Da mit Sicherheit fast alle Anwender auch die Lüfter nutzen werden, die der Hersteller original beilegt, verzichte ich bewusst auf das Messen mit vermeintlichen Referenzlüftern. Dies wird nämlich schnell zur Farce, da die Radiatoren sehr unterschiedlich aufgebaut sein können. Dann aber ist nicht sichergestellt, ob so ein Vergleichslüfter überhaupt auf dem betreffenden Radiator bei einer gewissen Drehzahl auch optimal performt. Das wissen die Hersteller meist besser als ein Tester und würde man es richtig machen wollen, müsste man mit mindestens zwei Referenzen arbeiten, nämlich einmal mit viel statischem Druck und einmal mit viel Durchsatz. Allerdings rechtfertig der mögliche Erkenntnisgewinn dann den zeitlichen Aufwand nicht mehr.

Das ganze Messen an der CPU ist etwas tricky, deshalb habe ich mir für den internen Gebrauch ein kleines Programm geschrieben, mit dem ich die Prozessorlast kontinuierlich erhöhen kann. Zusammen mit dem Monitoring der zur CPU insgesamt zugeführten Leistung kann man so ziemlich exakt auch die Abwärme einstellen, also die Leistung, die die Kühlung ja letztendlich wieder abführen muss. Ich protokolliere dazu insgesamt 4 Temperaturen, die sich in die maximale Kerntemperatur, die Temperatur des CPU-Packages, sowie die Wassertemperaturen am Radiator bei der Zuführung (Intake) und dem Auslass (Outtake) aufteilen.

Die Wassertemperaturen messe ich mit der Infrarotkamera direkt am Blech gegenüber den beiden Anschlüssen, da dieser vor allem beim Intake am höchsten ist. Außerdem nutze ich die Makrolinse, um die Wirkung der Lamellen beim Wärmefluss zu überprüfen. Die native Auflösung von 640 x 480 Pixeln beim Bolometer für ca. 4 cm² überprüfte Fläche ist da wirklich ausreichend. Ich habe allerdings keine Fehlstellen finden können; die Verarbeitung passt also perfekt.

● AUSZÜGE AUS DATENSÄTZEN:
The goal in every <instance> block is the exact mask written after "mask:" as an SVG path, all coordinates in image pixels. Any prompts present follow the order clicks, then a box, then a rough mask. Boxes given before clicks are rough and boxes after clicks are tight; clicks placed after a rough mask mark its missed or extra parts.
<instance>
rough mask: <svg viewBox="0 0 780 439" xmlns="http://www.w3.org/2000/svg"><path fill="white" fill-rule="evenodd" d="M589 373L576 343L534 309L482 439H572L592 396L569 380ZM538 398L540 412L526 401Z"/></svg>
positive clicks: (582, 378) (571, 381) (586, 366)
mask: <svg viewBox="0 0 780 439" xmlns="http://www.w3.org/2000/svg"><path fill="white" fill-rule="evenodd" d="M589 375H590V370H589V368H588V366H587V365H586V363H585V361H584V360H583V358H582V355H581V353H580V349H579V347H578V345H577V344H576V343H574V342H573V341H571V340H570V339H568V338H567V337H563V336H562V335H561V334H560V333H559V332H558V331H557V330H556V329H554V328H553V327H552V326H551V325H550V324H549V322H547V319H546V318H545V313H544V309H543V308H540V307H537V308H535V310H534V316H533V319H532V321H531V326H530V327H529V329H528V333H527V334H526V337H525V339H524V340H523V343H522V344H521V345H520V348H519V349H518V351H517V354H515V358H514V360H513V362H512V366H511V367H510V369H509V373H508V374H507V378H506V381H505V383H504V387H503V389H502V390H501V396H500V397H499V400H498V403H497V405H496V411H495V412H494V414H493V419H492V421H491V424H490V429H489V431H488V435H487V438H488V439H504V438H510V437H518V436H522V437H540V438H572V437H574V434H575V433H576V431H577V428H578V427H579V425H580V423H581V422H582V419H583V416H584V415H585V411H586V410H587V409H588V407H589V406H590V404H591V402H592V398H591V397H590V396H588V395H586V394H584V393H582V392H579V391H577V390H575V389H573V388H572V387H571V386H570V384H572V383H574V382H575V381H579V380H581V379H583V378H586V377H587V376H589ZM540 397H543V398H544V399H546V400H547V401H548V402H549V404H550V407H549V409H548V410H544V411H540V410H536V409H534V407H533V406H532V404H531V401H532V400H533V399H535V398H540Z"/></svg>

● AUFGABE:
Setze den Text zum Testen der CPU-Wasserkühlung bitte im Anschluss an seinen letzten Satz fort.

● ERWARTETE ANTWORT:
Kommen wir nun zur Performance, die ich abgestuft in 25-Watt-Schritten ermittelt habe. Die Range von 50 Watt bis 250 Watt sollte mehr als ausreichend sein. Zunächst überlasse ich dem Referenzmainboard des Testaufbaus die Steuerung der Lüfter. Auch das ist der normale Use-Case, den der Anwender ja überwiegend nutzen wird. Die Temperaturen der CPU und des Wasser lesen wir links auf der Primär-Achse ab, die Geschwindigkeit der Lüfter (grüne Kurve) auf der rechten Sekundär-Achse.

Wir sehen, dass die Kühlperformance völlig ausreicht, um einen 18-Kerner von Intel bei 250 Watt noch locker zu kühlen und zudem noch Reserven für mehr zu besitzen. Das kann man so stehen lassen, denn viel besser geht es mit dieser Kühlfläche nicht mehr, ohne dass einem die Ohren abfallen. Über die reichlich 1500 U/min werden wir aber gleich noch diskutieren. Die Wassertemperuren bleiben auch am Intake noch deutlich unter 40 °C, was richtig gut ist.

Das Bild mit dem IR-Weitwinkelobjektiv zeigt sehr deutlich die Bereiche, in denen die stärkste Abkühlung erfolgt. Die Kissentzerrung der IR-Froschlinse erfolgte übrigens später am PC. Die gemessenen reichlich 37 °C am Intake sind ein guter Wert und das Delta von 4,5 Grad zwischen In- und Outtake kann man bei dieser kleinen Wassermenge und Kühlerfläche auch nicht kritisieren.

Doch was ist, wenn man es eher leise mag und lieber feste Lüfterdrehzahlen möchte? Um dauerhaft und sicher auch mit schwächeren Kühlern die komplette Range testen zu können (für spätere Vergleiche), setze ich den Wert auf 1000 U/min fest. Bei der Captain 240 Pro hätten es bis 200 Watt sicher auch 800 U/min noch locker getan, aber so viele Messreihen schafft kein Mensch. Trotzdem ist auch die Kurve mit den 1000 U/min bereits ein sehr verlässlicher Helfer für eine Abschätzung.

Die knapp 80 °C fürs Package sind bei 250 Watt ebenfalls noch gut, aber für meinen persönlichen Geschmack dann auch die Obergrenze. Mehr muss man nicht haben. Das Wasser wird bis zu 41 °C warm, das Delta bleibt gleich. Das ist in Ordnung, denn ich hatte auch schon AiO-Kühllösungen mit über 50 °C (und mehr) in Tests. Hier sollte die Blase für den Druckausgleich also erst einmal nichts zu tun bekommen.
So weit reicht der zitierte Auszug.